#### [DATA FOR PROCESSING]
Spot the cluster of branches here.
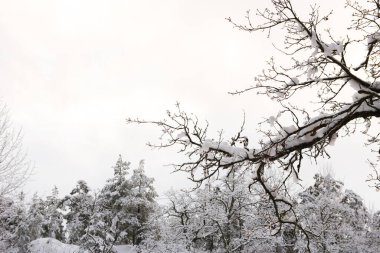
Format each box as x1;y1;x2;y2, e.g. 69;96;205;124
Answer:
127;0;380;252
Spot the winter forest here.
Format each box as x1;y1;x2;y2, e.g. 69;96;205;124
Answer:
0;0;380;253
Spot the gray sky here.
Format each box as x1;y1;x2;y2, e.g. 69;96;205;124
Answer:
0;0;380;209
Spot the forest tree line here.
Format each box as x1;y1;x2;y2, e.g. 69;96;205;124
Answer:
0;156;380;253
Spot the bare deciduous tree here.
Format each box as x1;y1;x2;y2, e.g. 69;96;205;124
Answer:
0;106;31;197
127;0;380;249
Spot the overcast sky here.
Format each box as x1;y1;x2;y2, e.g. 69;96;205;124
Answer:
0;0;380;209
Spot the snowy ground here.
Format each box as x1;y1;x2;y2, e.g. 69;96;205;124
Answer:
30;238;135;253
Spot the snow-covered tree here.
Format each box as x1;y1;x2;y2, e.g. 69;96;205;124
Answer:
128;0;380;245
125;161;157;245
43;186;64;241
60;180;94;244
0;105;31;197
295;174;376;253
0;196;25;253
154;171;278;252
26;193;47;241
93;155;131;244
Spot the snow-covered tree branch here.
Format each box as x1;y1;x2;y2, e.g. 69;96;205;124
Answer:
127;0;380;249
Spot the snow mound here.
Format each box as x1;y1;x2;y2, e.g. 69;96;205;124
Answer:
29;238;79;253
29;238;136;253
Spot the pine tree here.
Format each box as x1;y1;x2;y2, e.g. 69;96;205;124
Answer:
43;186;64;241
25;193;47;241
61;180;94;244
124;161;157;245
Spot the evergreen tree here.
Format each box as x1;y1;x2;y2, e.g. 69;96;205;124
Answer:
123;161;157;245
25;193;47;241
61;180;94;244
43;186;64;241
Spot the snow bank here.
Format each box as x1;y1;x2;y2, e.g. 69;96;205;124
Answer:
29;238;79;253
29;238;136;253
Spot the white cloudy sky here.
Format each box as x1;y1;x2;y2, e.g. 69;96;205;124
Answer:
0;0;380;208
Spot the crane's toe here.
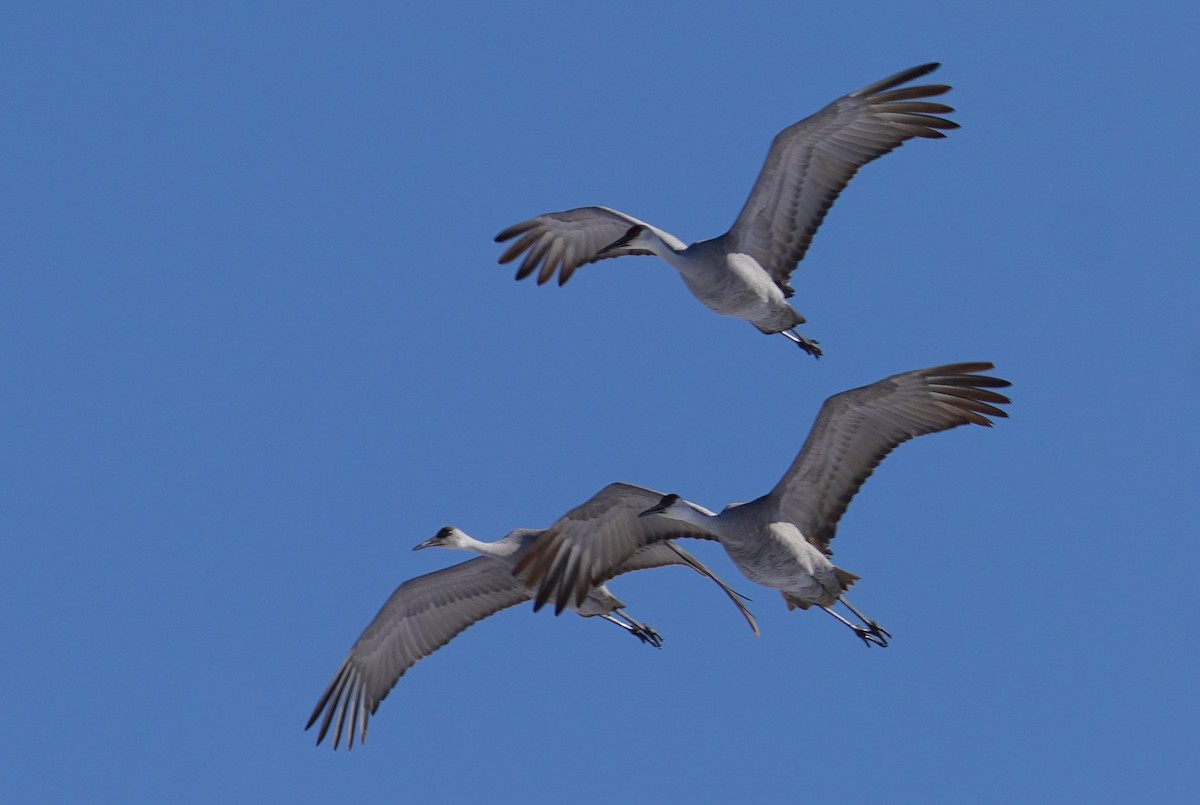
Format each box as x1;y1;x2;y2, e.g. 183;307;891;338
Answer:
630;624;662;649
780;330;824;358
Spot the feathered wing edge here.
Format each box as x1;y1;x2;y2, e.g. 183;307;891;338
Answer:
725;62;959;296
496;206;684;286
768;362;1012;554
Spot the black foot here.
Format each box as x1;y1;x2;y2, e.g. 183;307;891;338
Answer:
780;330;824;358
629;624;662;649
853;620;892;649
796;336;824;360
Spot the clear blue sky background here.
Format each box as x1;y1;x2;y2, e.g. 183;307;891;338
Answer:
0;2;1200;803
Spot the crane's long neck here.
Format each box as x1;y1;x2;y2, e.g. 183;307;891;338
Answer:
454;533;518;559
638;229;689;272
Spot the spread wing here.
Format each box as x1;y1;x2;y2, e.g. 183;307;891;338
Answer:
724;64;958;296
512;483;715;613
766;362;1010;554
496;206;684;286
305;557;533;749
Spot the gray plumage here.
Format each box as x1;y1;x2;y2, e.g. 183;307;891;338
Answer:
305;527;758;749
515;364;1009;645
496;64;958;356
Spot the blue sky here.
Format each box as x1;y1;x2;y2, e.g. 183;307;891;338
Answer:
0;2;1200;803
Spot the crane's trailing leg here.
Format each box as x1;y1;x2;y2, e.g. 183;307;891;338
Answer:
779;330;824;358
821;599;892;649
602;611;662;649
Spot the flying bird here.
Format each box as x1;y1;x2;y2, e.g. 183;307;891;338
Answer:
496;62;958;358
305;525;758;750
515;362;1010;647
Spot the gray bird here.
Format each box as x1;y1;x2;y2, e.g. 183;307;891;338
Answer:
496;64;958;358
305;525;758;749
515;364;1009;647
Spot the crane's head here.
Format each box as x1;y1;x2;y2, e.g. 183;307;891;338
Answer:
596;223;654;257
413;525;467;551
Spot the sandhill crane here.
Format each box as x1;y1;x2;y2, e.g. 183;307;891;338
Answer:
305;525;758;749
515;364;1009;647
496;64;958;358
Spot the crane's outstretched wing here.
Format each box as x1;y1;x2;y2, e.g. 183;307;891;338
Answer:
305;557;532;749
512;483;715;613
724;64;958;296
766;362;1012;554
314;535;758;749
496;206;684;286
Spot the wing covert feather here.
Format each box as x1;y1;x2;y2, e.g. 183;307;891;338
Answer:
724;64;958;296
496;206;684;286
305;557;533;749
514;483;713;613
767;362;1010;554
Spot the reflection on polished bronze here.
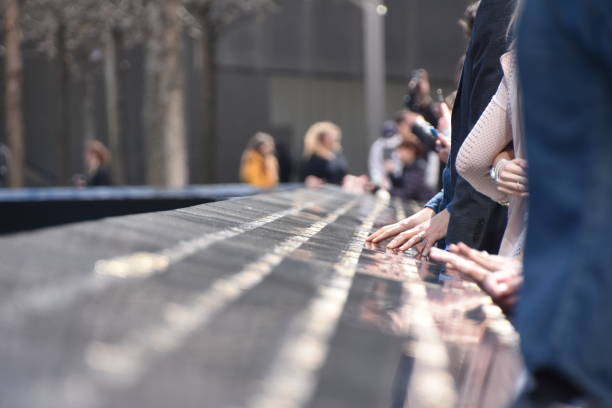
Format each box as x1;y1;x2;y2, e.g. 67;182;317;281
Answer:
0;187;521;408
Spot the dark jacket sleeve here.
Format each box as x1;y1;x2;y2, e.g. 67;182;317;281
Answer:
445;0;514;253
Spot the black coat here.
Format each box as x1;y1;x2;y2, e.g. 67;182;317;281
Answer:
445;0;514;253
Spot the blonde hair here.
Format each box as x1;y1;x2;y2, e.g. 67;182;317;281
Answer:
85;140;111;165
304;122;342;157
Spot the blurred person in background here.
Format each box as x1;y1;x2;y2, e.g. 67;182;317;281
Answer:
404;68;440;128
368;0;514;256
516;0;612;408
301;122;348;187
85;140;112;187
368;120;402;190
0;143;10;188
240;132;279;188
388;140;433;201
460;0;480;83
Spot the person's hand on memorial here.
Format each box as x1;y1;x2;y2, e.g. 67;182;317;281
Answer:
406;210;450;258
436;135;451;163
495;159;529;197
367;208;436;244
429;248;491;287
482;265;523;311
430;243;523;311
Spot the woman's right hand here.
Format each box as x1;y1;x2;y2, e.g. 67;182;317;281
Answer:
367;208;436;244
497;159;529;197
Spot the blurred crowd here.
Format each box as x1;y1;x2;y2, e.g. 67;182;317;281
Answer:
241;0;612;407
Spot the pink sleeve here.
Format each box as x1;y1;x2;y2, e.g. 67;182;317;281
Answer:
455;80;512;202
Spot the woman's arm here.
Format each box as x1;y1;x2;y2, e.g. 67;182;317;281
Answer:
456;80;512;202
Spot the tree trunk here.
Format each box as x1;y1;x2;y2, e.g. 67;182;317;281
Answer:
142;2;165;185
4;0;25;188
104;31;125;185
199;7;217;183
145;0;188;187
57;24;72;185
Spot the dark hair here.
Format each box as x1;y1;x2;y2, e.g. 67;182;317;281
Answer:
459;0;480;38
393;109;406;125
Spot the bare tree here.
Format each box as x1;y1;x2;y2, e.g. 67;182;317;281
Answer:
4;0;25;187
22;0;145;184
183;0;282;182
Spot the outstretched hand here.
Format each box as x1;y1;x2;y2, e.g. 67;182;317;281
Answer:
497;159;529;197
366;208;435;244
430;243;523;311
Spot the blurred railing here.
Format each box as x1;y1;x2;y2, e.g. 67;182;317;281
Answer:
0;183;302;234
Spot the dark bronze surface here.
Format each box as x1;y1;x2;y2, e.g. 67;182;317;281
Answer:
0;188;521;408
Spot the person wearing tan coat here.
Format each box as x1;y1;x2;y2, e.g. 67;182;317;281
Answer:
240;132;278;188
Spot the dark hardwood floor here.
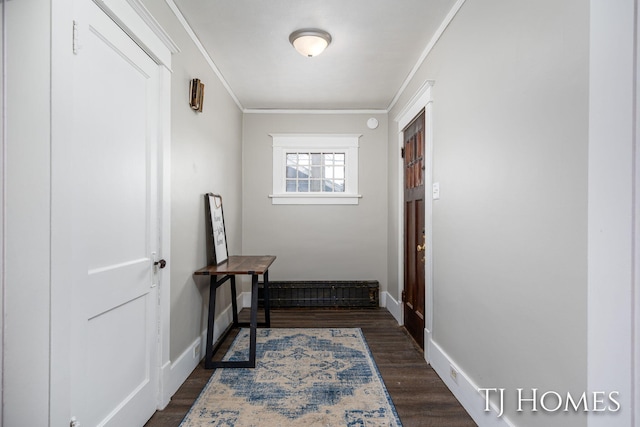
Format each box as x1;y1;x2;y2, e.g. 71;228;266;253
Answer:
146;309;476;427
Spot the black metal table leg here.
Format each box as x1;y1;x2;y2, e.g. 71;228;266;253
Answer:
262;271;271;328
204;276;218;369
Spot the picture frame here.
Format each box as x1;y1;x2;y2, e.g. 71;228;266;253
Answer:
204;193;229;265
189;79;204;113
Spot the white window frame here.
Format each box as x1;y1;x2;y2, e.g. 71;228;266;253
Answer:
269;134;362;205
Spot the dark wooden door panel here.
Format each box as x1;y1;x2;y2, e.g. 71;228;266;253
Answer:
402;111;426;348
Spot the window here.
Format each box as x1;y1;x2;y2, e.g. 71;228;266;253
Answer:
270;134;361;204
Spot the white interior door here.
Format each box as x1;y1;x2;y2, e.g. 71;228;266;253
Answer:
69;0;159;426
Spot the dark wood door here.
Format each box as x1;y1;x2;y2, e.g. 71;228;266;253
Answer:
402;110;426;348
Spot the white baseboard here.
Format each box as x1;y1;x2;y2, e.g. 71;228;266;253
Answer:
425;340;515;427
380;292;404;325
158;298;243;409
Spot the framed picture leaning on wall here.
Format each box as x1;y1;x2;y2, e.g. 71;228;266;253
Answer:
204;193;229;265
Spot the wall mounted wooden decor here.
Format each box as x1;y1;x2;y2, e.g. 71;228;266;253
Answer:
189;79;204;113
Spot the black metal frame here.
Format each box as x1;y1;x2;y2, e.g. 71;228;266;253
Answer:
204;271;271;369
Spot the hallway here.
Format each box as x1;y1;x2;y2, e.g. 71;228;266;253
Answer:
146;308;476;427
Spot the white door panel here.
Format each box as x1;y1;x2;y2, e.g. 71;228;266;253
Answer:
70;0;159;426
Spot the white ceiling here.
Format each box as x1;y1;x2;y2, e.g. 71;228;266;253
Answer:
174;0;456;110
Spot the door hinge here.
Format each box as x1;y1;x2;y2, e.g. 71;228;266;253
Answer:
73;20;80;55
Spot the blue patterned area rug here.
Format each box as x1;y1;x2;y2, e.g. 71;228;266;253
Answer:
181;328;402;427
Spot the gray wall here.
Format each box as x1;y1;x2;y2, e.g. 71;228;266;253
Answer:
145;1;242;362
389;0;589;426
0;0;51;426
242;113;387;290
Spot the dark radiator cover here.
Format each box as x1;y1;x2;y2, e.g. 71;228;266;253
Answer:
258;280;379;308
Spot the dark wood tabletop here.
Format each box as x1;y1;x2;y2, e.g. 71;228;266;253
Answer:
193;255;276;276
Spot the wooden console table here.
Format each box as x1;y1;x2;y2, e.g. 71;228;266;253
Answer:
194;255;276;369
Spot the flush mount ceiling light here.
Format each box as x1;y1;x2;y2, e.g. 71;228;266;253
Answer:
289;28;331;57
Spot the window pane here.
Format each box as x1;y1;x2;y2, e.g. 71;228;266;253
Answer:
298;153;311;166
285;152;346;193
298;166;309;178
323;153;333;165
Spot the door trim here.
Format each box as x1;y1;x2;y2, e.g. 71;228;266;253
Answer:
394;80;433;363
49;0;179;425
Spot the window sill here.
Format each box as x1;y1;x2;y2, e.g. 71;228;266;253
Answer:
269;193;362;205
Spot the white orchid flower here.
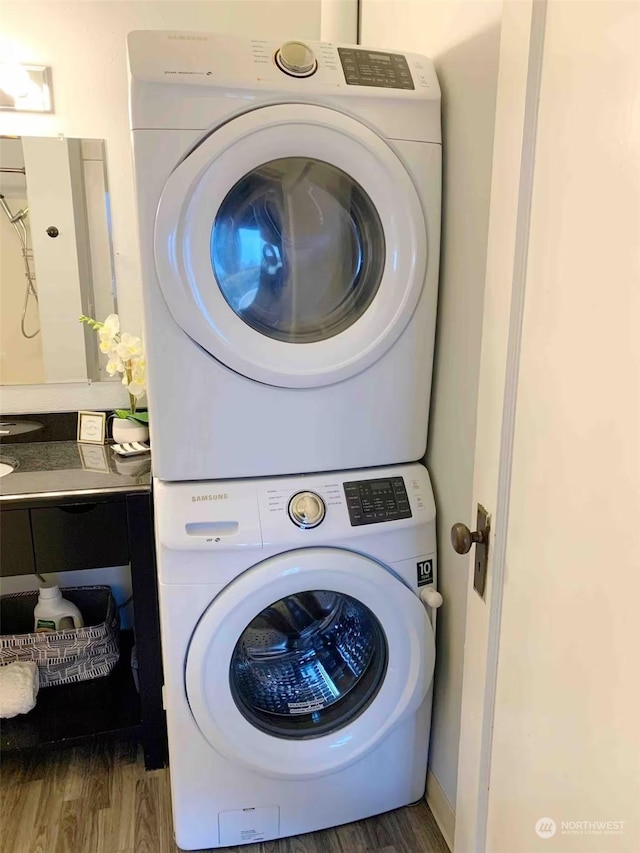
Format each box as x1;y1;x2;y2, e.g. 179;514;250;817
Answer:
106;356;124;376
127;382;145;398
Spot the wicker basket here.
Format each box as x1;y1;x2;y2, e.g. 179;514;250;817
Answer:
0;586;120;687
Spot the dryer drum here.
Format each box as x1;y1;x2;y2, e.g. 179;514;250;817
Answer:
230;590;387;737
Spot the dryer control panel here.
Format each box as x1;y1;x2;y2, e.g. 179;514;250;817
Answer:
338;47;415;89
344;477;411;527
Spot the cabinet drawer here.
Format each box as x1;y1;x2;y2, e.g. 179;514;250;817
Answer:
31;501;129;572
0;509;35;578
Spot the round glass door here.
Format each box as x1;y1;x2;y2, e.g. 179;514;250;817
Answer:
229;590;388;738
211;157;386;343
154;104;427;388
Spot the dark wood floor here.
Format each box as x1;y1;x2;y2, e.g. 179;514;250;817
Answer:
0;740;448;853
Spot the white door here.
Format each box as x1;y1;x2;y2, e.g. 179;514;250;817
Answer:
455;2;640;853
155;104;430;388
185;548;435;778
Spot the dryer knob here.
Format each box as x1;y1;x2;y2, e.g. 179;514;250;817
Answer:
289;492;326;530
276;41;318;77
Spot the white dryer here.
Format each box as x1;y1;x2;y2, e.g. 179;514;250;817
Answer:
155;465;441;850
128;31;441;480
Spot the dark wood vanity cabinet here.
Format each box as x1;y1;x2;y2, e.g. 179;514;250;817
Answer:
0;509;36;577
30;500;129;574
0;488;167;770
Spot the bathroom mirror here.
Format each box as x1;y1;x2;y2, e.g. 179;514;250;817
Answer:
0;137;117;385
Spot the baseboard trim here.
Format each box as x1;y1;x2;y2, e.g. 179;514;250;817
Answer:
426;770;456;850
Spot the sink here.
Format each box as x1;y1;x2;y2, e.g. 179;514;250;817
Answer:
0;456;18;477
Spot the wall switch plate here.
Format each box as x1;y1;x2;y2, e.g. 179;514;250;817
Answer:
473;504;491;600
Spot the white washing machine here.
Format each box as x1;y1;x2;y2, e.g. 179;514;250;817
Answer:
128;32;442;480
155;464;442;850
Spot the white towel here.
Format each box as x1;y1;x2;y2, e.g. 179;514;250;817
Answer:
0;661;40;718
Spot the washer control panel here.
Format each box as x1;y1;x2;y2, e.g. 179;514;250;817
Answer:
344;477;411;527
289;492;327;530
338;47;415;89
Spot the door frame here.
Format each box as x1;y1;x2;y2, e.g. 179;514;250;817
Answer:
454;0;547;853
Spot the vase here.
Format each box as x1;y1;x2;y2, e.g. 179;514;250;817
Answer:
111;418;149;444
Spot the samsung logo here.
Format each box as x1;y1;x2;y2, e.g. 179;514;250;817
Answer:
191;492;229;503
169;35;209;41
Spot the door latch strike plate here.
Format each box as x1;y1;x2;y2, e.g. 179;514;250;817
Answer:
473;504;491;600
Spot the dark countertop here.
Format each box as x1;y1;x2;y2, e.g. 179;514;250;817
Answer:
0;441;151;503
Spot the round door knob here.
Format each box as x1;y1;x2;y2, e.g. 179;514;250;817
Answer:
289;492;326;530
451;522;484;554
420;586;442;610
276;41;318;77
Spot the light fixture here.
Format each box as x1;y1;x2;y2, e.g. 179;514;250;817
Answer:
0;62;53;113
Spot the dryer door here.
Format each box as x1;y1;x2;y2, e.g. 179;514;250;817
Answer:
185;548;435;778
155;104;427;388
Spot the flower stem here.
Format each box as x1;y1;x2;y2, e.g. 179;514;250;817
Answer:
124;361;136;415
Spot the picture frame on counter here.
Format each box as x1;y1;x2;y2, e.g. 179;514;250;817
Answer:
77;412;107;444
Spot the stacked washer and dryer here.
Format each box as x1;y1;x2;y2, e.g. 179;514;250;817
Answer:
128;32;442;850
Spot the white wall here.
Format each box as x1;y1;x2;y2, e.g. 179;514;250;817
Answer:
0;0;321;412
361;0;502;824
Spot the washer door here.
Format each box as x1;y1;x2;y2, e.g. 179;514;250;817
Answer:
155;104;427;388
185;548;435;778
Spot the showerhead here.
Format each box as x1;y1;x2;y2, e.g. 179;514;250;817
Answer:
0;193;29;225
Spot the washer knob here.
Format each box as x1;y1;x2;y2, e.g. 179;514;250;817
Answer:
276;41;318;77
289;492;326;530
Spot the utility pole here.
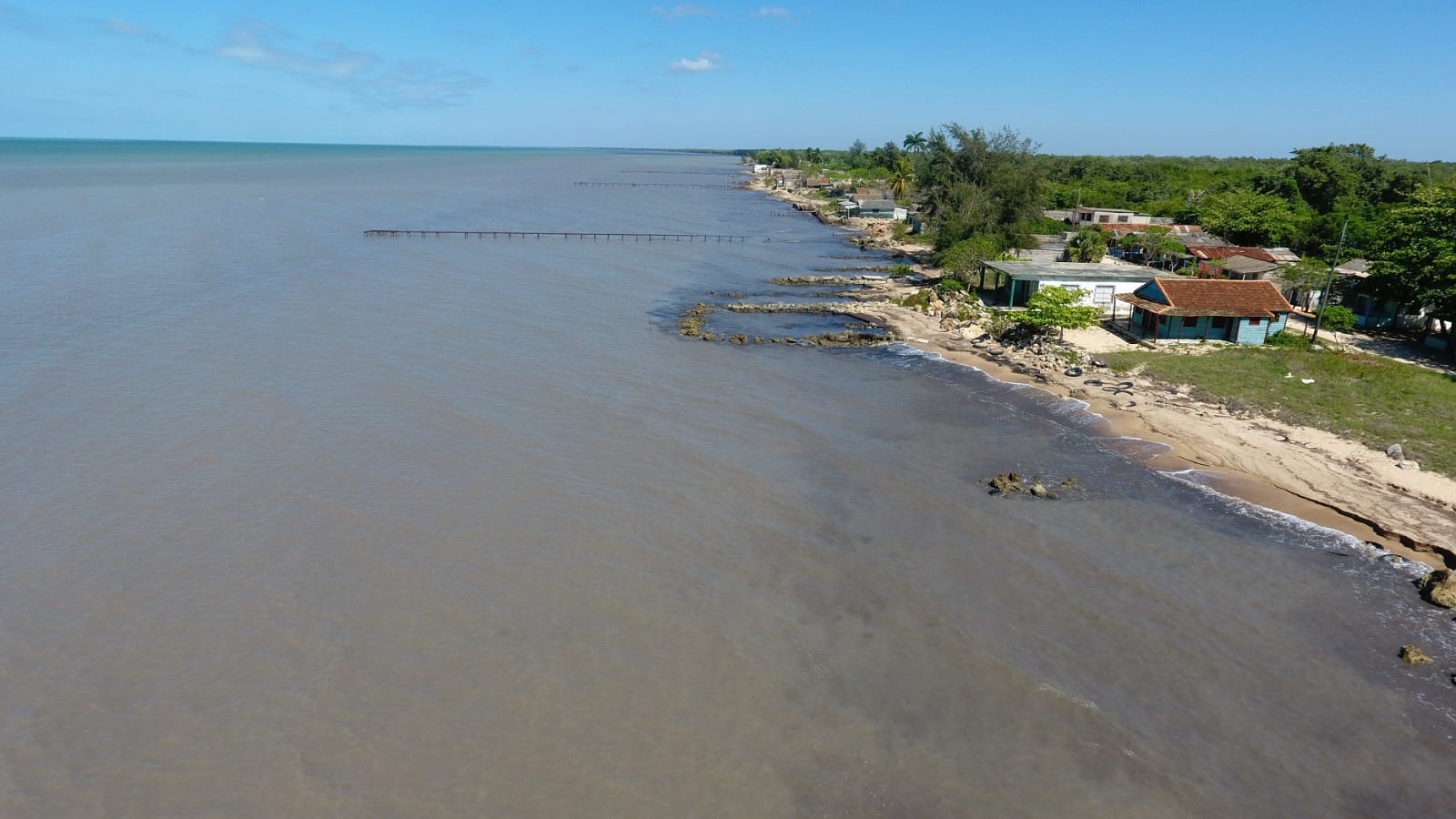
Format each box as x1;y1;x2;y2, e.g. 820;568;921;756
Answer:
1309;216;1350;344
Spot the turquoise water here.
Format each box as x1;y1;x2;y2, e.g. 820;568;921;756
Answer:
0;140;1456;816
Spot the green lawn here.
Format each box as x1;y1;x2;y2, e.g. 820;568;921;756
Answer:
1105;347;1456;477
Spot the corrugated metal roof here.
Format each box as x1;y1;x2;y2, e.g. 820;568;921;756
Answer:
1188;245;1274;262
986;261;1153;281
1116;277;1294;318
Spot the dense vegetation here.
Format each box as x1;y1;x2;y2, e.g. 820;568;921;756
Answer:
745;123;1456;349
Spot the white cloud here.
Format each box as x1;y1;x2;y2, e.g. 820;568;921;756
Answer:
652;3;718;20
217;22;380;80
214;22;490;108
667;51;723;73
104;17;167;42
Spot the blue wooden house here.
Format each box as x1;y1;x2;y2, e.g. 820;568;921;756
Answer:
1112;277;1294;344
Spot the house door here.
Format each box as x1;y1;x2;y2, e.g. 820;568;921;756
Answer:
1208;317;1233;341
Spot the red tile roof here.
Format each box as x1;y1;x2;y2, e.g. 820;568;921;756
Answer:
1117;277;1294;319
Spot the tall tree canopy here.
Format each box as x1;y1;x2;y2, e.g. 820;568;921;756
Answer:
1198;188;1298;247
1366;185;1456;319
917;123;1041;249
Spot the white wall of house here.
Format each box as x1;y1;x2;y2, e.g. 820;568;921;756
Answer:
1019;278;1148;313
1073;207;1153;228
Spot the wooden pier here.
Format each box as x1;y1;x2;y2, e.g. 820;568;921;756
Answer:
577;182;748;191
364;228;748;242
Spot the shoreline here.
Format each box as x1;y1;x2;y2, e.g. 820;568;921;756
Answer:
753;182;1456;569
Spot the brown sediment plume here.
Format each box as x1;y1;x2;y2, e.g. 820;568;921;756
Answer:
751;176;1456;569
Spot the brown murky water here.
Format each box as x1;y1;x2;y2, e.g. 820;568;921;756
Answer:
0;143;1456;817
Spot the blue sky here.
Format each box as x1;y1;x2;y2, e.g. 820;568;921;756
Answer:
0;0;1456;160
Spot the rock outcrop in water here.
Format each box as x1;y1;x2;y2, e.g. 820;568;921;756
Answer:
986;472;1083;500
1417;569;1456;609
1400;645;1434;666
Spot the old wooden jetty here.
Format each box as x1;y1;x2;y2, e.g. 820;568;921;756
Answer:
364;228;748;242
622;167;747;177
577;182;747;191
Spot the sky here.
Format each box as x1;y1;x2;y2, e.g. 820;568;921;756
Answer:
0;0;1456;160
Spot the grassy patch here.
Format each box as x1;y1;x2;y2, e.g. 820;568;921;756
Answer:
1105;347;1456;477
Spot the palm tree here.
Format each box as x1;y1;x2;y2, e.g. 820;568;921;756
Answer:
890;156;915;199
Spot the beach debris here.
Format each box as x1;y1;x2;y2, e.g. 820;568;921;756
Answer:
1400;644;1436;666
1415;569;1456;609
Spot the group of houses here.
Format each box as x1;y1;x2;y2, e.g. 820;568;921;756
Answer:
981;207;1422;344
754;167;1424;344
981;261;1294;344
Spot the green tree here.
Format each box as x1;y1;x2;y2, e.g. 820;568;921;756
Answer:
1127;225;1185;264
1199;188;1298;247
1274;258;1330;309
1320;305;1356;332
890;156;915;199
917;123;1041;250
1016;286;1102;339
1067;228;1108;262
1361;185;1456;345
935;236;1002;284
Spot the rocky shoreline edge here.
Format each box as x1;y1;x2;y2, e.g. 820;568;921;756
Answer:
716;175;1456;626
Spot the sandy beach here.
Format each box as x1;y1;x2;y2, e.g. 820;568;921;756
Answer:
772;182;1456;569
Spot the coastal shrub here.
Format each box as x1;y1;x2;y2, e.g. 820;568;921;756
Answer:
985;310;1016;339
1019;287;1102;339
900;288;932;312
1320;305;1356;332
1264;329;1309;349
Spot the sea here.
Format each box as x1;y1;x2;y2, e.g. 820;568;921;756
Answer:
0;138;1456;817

#### [WHAT THIS TASK INVOLVES]
Reproduce the records word for word from their first line through the line containing "0;0;380;208", including that line. Leave out the pictures.

#### [TASK SOLUTION]
Spot the cluster of branches here.
Format each box as x1;y1;x2;y2, e.g. 69;96;205;124
Answer:
127;0;380;252
Spot the winter forest here.
Format each box as x1;y1;x2;y2, e.g. 69;96;205;124
Answer:
0;0;380;253
Spot the gray sky here.
Format each box as x1;y1;x2;y2, e.g. 69;96;205;124
Answer:
0;0;380;209
Spot the forest tree line here.
Format each box as x1;y1;x2;y2, e.g. 69;96;205;124
Answer:
0;156;380;253
Spot the bare deciduous tree here.
Format each box as x1;y1;x2;y2, e.g. 69;96;205;124
Answer:
0;106;31;197
127;0;380;249
Spot the overcast sky here.
Format each box as x1;y1;x2;y2, e.g. 69;96;205;124
Answer:
0;0;380;209
Spot the snowy ground here.
Format each box as x1;y1;x2;y2, e.g. 69;96;205;124
Answer:
30;238;135;253
Spot the snow-covered tree here.
Format each box as x1;y1;x2;y2, e.g. 69;96;205;124
Answer:
128;0;380;245
125;161;157;245
43;186;64;241
60;180;94;244
0;105;31;197
295;174;376;253
0;196;25;253
154;171;278;252
26;193;47;241
93;155;131;244
Spot the snow-covered tree branch here.
Format each box as x1;y1;x2;y2, e.g. 69;96;205;124
Answer:
127;0;380;249
Spot the snow mound here.
Format each box as x1;y1;x2;y2, e.g. 69;96;205;124
Answer:
29;238;79;253
29;238;136;253
Spot the pine tree here.
Format each box as x1;y1;x2;y2, e.g. 69;96;205;124
Answer:
43;186;64;241
25;193;47;241
61;180;94;244
124;161;157;245
Spot the evergreen tree here.
Format each box as x1;y1;x2;y2, e.g. 69;96;205;124
Answer:
123;161;157;245
25;193;47;241
61;180;94;244
43;186;64;241
Spot the snow bank here.
Format each box as x1;y1;x2;y2, e.g. 69;96;205;124
Answer:
29;238;79;253
29;238;136;253
Spot the white cloudy sky here.
Format each box as x1;y1;x2;y2, e.g. 69;96;205;124
Answer:
0;0;380;208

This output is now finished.